*Work instructions:*
[a] In the wet-track driving account, shorten the paragraph that begins "The kinked straight known as Vale" into a short list, keeping its main facts.
[b] In the wet-track driving account, about how many laps had the driver done when Michael directed them towards the pits?
[c] Pick up the wet-track driving account after its last sentence and continue it.

My turn. It takes a couple of laps to warm up to it but I’m soon going around as fast as is reasonable given the circumstances. I’d be pushing a lot harder in a race, but that’s not what we’re doing. Yet I catch myself out twice.
The kinked straight known as Vale links the very fast Stowe corner with the very slow Club complex. In the dry, you move over to the right after Vale’s kink and brake for Club along the edge of the track. In the wet, you take a diagonal line from the apex of the kink to Club’s turn-in point, braking somewhere near that point. I took the dry line and hoofed the brakes too hard, which pitched the car sideways. Twice. I gathered it up and there was never any danger. But doing that during the test would be an automatic fail.
After about eight laps – roughly half the 20 minutes I could have in this session – Michael directs me towards the pits. ‘Right, let’s do the test,’ he says, much to my surprise. Despite my snafus, he evidently contented himself I’m not a complete idiot, and who am I to question his judgement?
I’m determined not to make the same mistake again. Coming down Hangar straight towards Stowe. There’s water running across the track, that’s the mark to brake. Hit the pedal hard, but not too hard, we don’t want to lock up, and down a gear. Now, roll off the brakes and turn the wheel as smoothly as possible. Don’t aim quite for the apex, the kerbs are slippery, remember. We’re through, so open the steering and squeeze the power back on.
Apex the Vale kink and brake in a straight line across to the Club turn-in point. Down to second, late turn in, dab of throttle, swing back the other way. Balance the throttle as we turn, then gently feed it in until we’re past the apex and floor it down the pit straight. I’ve never concentrated so hard in my life.

*Information:*
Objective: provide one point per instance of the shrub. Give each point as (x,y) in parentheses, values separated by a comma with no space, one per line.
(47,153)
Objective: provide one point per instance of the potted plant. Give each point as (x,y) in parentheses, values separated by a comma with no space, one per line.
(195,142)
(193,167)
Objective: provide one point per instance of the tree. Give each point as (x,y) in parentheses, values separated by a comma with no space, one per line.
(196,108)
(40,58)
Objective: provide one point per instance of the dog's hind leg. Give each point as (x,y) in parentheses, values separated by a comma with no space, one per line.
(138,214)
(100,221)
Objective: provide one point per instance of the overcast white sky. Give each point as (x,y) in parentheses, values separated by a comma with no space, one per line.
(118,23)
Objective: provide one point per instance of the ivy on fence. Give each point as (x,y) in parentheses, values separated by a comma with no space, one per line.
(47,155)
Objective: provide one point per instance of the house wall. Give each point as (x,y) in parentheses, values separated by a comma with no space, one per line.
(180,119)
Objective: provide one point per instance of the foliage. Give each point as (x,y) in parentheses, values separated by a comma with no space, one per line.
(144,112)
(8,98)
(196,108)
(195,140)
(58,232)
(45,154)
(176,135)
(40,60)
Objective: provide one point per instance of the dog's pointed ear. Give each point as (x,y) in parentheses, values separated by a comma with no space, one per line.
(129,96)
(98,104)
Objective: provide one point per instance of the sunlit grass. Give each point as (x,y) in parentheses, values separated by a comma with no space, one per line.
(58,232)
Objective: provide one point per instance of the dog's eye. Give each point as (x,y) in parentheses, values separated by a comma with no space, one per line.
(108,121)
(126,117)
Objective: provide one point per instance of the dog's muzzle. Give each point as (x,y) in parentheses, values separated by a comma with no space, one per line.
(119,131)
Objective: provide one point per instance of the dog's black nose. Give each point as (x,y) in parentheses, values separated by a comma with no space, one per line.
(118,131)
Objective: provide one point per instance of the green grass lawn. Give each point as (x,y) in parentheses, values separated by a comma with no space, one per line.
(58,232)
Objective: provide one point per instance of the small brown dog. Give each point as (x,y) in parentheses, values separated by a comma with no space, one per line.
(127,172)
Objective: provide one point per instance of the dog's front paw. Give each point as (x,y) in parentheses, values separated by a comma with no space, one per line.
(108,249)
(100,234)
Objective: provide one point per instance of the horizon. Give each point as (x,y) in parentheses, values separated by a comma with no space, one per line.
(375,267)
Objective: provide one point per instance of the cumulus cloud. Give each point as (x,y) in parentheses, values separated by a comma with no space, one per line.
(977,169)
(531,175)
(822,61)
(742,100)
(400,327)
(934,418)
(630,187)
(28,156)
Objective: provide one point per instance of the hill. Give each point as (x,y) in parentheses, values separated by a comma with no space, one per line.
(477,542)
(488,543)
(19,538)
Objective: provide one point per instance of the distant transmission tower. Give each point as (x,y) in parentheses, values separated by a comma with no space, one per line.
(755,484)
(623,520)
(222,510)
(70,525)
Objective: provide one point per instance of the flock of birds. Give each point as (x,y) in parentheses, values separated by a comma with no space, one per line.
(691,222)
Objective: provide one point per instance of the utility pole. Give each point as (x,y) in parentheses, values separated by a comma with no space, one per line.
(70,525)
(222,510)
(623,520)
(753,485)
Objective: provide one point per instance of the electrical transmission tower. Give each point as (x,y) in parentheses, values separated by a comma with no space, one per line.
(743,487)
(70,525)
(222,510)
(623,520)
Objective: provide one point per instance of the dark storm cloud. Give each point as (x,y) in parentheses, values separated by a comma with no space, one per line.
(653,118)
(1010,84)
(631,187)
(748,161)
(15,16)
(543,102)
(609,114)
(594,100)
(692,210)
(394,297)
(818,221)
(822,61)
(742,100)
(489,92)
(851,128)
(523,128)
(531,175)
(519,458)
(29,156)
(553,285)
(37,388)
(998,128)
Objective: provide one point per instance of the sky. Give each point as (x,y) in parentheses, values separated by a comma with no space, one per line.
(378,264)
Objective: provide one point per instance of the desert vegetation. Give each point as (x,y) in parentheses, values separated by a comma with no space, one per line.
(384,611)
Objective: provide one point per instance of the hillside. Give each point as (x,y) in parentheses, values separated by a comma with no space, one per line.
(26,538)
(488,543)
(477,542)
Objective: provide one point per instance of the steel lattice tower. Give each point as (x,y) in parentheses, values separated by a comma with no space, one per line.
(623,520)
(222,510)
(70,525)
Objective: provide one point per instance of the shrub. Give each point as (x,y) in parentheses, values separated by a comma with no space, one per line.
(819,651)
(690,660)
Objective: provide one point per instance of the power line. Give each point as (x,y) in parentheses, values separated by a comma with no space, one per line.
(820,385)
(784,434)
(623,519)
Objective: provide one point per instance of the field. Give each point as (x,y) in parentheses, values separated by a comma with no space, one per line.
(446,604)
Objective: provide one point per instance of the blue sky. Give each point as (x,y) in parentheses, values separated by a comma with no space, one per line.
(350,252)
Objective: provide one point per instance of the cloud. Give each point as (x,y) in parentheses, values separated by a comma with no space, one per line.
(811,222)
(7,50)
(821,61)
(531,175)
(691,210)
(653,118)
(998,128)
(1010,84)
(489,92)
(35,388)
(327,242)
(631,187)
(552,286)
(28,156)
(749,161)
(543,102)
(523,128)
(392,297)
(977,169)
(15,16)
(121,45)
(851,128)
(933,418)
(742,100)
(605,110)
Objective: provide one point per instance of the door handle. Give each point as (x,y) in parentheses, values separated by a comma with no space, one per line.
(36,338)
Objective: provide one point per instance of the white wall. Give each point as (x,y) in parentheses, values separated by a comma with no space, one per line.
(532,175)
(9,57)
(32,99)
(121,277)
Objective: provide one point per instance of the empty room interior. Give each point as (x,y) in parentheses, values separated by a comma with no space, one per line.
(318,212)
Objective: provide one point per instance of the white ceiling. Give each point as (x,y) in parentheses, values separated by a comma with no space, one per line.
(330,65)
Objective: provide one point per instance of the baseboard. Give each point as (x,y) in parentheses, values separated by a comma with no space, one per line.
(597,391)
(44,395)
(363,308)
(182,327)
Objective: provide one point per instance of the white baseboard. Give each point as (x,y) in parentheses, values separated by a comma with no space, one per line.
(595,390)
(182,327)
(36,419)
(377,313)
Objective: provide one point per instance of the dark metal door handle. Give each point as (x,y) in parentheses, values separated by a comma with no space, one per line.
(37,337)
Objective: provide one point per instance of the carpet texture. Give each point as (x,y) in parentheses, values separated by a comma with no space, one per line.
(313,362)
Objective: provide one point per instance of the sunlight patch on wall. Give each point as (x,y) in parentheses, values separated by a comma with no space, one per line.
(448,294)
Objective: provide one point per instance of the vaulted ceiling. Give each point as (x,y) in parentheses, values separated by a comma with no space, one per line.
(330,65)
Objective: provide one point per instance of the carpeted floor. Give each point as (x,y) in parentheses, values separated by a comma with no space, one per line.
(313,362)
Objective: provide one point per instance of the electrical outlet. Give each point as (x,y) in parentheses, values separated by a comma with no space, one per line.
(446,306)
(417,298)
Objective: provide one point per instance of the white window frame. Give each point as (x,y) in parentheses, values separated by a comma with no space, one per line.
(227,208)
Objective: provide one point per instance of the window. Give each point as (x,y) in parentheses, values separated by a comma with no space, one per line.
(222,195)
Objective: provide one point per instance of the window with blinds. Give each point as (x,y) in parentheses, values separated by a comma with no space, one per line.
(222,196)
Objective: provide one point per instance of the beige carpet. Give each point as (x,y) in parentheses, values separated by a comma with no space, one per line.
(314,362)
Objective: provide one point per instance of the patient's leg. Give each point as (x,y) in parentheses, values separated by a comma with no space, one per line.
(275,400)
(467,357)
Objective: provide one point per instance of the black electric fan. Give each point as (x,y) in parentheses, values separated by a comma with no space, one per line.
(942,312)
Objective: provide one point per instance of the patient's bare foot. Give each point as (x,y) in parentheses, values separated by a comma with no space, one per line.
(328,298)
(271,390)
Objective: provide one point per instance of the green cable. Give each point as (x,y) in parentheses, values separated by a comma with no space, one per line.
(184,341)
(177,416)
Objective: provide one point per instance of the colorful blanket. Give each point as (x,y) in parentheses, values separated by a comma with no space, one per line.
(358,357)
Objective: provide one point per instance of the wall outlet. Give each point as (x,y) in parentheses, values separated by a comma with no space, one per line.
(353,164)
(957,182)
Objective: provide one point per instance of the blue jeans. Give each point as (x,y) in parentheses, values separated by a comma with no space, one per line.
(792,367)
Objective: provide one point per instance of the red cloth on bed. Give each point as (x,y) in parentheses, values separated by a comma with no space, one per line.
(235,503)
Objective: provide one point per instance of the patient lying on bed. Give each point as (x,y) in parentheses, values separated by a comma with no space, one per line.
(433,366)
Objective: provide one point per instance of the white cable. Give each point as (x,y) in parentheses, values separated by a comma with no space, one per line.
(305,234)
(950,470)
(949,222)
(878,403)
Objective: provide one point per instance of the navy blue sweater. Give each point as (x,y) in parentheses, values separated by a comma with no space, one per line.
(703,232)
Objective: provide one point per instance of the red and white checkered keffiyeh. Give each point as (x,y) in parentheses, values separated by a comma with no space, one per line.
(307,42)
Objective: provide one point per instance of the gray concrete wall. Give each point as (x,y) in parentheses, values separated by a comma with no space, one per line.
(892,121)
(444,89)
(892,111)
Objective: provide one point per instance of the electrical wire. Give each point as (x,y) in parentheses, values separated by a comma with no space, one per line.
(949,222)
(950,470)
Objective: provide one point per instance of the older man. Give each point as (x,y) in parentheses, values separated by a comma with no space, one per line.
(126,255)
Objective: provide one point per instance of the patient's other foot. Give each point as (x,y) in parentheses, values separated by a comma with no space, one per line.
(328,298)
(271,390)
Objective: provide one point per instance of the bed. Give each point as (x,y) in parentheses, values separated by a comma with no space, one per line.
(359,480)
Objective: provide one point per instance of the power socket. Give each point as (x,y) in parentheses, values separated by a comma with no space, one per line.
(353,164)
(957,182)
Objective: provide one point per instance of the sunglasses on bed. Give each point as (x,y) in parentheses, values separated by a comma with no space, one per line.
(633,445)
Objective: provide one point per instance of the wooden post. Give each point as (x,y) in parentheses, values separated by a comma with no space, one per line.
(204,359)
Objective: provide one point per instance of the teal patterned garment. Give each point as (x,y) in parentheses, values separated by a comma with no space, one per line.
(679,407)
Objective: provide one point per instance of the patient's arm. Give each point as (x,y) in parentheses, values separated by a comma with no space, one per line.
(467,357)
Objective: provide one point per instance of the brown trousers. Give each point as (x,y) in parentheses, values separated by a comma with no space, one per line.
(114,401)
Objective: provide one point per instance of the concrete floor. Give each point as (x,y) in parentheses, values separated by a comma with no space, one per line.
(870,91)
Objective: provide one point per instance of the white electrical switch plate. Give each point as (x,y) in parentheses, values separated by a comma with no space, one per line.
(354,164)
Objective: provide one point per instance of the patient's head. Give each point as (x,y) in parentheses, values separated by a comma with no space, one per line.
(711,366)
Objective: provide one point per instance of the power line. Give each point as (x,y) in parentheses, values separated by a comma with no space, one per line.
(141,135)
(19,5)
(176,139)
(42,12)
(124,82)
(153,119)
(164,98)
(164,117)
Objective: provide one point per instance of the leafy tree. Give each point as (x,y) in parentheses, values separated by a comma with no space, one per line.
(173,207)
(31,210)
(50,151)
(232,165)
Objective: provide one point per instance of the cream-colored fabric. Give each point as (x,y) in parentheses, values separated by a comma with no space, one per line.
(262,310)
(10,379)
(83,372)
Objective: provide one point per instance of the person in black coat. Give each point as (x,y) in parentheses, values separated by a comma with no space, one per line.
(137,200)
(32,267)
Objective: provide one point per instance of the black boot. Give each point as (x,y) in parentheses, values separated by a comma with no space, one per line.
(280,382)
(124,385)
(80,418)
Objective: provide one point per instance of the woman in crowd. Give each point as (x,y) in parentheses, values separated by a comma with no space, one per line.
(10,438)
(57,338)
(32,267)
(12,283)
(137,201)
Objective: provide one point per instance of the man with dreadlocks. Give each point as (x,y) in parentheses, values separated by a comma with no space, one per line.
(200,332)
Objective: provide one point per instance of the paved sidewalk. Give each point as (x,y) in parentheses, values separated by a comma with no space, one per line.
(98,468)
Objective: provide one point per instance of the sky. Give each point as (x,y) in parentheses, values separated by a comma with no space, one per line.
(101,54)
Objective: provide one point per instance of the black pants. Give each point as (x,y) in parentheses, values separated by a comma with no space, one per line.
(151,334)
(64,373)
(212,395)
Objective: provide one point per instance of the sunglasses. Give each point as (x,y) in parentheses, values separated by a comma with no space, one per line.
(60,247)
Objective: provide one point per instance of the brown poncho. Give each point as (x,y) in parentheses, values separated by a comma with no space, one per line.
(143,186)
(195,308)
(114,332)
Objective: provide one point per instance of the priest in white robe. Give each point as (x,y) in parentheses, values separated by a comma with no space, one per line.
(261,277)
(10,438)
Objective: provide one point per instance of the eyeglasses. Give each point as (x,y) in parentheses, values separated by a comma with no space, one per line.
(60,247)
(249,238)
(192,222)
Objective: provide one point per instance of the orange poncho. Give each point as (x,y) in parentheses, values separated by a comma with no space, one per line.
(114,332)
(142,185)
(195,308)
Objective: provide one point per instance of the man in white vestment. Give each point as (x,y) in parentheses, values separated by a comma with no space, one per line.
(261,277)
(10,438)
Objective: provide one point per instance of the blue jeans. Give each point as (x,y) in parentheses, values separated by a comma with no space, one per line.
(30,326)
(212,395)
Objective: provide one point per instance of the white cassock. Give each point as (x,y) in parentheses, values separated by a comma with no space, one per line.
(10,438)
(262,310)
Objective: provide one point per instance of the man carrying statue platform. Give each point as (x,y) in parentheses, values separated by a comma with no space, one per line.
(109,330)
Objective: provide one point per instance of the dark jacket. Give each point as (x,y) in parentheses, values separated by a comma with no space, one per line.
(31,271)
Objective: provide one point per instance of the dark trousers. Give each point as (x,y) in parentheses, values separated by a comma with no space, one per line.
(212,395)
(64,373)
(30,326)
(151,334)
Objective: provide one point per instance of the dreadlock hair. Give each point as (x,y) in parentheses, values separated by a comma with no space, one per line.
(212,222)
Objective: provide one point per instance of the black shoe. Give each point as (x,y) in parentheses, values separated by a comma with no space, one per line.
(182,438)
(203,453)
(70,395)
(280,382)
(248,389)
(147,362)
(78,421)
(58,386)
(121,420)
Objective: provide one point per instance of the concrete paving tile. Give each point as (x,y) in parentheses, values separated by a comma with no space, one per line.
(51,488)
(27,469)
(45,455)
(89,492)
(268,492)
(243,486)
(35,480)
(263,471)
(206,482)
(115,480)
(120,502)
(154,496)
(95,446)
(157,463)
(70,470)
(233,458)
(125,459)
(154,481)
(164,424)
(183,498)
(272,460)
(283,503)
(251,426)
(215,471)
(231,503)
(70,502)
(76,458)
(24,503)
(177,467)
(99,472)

*Per-task answers:*
[a]
- Vale is a kinked straight linking fast Stowe corner with slow Club complex.
- Dry line: move right after the kink and brake for Club along the track edge.
- Wet line: go diagonally from the kink's apex to Club's turn-in point, braking near that point.
- The driver took the dry line and braked too hard, sending the car sideways twice.
- There was no danger, but doing this during the test would mean an automatic fail.

[b] About eight laps.

[c]
Two flying laps done and back to the pits. ‘Congratulations, you’ve passed,’ Michael says. Really? He shows me his checklist. Ticks on all the driver safety points. A grades on all but two skill level points; I’ve got a B on ‘transition braking to steering’ and ‘throttle technique’ – both weak spots I’m aware of. The comments read: ‘Very smooth session, consistent with excellent vision. Lines were clean, could use more track width with extra track time.’ I’ll take that any day of the week.
We shake hands and I get out of the car. I look at my watch. Hang on, I’ve had less than 20 minutes of a possible 40 in the car. A feeling of anticlimax hits me. Actually, I don’t care. I’m just happy to get it done and to have passed. But there’s still the theory test to do.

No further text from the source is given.